::: Lesetext

In der Zwischenzeit schärfte sie Riva ein, meine Ausgelassenheit zu bremsen und so zu tun, als ob es mir schlechter ginge. Ich bin sicher, dass Riva das versucht hatte, aber ich war mir nicht darüber im Klaren, um wie viel es hier ging. Da ich den Ernst der Lage nicht begriff, konnte ich höchstens einige Minuten lang still sitzen, und dann waren alle Vorhaltungen schon wieder vergessen und ich sauste wieder herum. Das stellte für die Ärztin ein großes Problem dar. Wenn sie ein gesundes Kind auf der Station behielt, verwehrte sie einem kranken Kind einen freien Platz. Die Situation damals war so kritisch, dass ein Bett für ein Kind die Lebensrettung bedeutete: kein Bett, kein Leben! Und doch versuchte die Ärztin, mich auf der Station zu behalten, weil sie Angst hatte, dass ich, so jung wie ich war, verloren gehen könnte, G-tt behüte, wenn wir erst einmal getrennt würden.

::::::
::: Bereitgestellte Daten

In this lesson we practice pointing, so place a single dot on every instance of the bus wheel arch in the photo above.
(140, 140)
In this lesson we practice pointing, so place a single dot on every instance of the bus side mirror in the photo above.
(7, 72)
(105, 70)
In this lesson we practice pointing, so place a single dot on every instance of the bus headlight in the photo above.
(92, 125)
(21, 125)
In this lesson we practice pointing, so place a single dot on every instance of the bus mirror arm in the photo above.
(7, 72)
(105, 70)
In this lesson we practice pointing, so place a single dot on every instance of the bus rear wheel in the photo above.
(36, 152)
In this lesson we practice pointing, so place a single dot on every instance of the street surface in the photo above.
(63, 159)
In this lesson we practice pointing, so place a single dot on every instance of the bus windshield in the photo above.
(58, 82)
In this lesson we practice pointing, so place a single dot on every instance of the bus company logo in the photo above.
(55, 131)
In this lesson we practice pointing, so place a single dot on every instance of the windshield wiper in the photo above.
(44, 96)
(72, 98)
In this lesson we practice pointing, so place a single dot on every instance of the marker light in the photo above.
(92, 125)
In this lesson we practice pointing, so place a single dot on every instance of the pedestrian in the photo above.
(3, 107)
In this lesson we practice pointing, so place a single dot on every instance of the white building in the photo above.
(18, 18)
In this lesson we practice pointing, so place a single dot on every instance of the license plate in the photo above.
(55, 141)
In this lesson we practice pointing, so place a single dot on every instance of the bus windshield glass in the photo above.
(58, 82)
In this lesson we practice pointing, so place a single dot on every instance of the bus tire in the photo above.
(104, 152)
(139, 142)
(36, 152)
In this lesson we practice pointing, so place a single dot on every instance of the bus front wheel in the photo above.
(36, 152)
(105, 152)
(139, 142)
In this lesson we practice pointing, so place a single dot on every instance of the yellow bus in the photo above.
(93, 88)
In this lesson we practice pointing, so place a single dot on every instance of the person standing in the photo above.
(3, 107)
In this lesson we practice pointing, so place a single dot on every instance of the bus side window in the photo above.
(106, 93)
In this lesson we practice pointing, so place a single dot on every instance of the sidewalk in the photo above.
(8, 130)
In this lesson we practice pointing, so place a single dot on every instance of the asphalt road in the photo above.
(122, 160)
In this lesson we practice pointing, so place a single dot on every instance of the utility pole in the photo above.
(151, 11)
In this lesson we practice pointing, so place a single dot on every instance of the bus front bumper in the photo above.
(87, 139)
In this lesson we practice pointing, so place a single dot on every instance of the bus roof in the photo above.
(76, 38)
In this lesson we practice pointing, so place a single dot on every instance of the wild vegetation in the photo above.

::::::

*Aufgaben*.
1. Was bedeutete laut dem Lesetext damals ein Bett für ein Kind?
2. Schreibe den Abschnitt des Lesetextes ab, der mit „In der Zwischenzeit“ beginnt und mit „einmal getrennt würden.“ endet.
Die Zeilen spielen hierfür keine Rolle.

*Lösungen*.
1. Die Lebensrettung.

2.
In der Zwischenzeit schärfte sie Riva ein, meine Ausgelassenheit zu bremsen und so zu tun, als ob es mir schlechter ginge. Ich bin sicher, dass Riva das versucht hatte, aber ich war mir nicht darüber im Klaren, um wie viel es hier ging. Da ich den Ernst der Lage nicht begriff, konnte ich höchstens einige Minuten lang still sitzen, und dann waren alle Vorhaltungen schon wieder vergessen und ich sauste wieder herum. Das stellte für die Ärztin ein großes Problem dar. Wenn sie ein gesundes Kind auf der Station behielt, verwehrte sie einem kranken Kind einen freien Platz. Die Situation damals war so kritisch, dass ein Bett für ein Kind die Lebensrettung bedeutete: kein Bett, kein Leben! Und doch versuchte die Ärztin, mich auf der Station zu behalten, weil sie Angst hatte, dass ich, so jung wie ich war, verloren gehen könnte, G-tt behüte, wenn wir erst einmal getrennt würden.